** Quoted passage **
╔══

Using it to diagnose the ranking problem:

Query query = Query.of(q -> q
    .multiMatch(mm -> mm
        .query("token refresh")
        .fields("title^2", "body")
        .type(TextQueryType.BestFields)
    )
);

List<ScoreBreakdown> breakdowns = inspector.batchExplain(
    "docs-v1",
    query,
    List.of(
        "tenant-acme:quick-start-auth",
        "tenant-acme:oauth2-token-refresh"
    )
);

for (ScoreBreakdown bd : breakdowns) {
    System.out.println("=== " + bd.documentId() + " (score: " + bd.totalScore() + ") ===");
    System.out.println(bd.explanationTree());
}

The output reveals the cause. The Quick Start Guide has “token” in its title (double-weighted) and “refresh” in its body. The OAuth2 page has both terms in its body but neither in its title. The title boost of 2x applied to even a single matching term outweighs two body matches.

=== tenant-acme:quick-start-auth (score: 5.2341) ===
5.2341 sum of:
  3.4102 max of:
    3.4102 weight(title:token) [BM25]  <-- title match, boosted 2x
    0.8921 weight(body:token) [BM25]
  1.8239 max of:
    0.0000 weight(title:refresh) [BM25]  <-- no title match
    1.8239 weight(body:refresh) [BM25]

=== tenant-acme:oauth2-token-refresh (score: 4.8712) ===
4.8712 sum of:
  2.9034 max of:
    0.0000 weight(title:token) [BM25]
    2.9034 weight(body:token) [BM25]
  1.9678 max of:
    0.0000 weight(title:refresh) [BM25]
    1.9678 weight(body:refresh) [BM25]

The fix is not to increase the boost. The fix is to recognize that the best_fields multi-match type rewards having any term in the title, even when the document is not fundamentally about that term. For this query pattern, the cross_fields type would treat the title and body as a single combined field, reducing the accidental title-match advantage.

╚══

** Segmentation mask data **
╔══

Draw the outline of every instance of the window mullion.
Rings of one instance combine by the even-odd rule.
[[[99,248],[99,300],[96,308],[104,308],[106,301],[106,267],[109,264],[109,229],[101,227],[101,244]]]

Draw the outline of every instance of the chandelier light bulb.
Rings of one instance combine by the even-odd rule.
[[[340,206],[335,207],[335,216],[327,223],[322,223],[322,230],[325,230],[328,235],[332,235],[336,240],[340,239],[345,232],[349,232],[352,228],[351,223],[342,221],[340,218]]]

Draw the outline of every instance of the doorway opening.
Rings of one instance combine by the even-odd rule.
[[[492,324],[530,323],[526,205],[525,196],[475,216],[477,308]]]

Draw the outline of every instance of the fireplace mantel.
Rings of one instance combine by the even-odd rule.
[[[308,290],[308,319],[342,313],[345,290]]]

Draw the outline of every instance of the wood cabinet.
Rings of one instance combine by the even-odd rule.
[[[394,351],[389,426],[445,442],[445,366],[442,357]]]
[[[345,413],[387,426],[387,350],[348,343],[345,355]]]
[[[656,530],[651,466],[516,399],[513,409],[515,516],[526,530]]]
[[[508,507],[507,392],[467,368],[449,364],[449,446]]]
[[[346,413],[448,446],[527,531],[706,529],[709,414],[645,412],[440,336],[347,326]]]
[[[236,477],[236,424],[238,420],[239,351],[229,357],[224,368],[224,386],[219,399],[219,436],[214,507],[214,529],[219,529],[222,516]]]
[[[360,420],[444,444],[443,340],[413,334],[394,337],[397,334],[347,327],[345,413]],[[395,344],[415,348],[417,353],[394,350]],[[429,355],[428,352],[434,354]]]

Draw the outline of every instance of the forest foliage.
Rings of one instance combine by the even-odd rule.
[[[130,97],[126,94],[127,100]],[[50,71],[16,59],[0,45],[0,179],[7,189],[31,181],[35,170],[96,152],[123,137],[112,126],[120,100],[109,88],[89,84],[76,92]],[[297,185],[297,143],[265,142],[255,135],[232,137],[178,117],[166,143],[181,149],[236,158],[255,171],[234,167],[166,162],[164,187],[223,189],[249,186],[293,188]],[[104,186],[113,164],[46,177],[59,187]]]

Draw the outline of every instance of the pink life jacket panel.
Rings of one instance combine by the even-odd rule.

╚══

** Exercise objective **
Continue the passage on diagnosing the search ranking problem, starting after its last sentence. This data comes from a separate source.

** Response to the exercise **
The Measurement

Track explain output as part of the relevance evaluation pipeline. For the top 10 results of each test query, store the score breakdown. When a relevance change is deployed, compare the before and after breakdowns to understand not just whether NDCG changed, but why specific documents moved up or down.

The Decision Rule

Use the explain API for diagnostic purposes when a specific ranking is wrong. Do not use it as the primary tool for relevance tuning. The explain API answers “why did this document get this score?” The evaluation framework (chapter 9) answers “is the overall ranking getting better or worse?”

When explain output shows that a document ranks unexpectedly because of a single field match that outweighs more relevant content matches, the fix is in the query structure (multi-match type, field grouping), not in boost values. Boost values are a scalpel. Query structure is the operating table.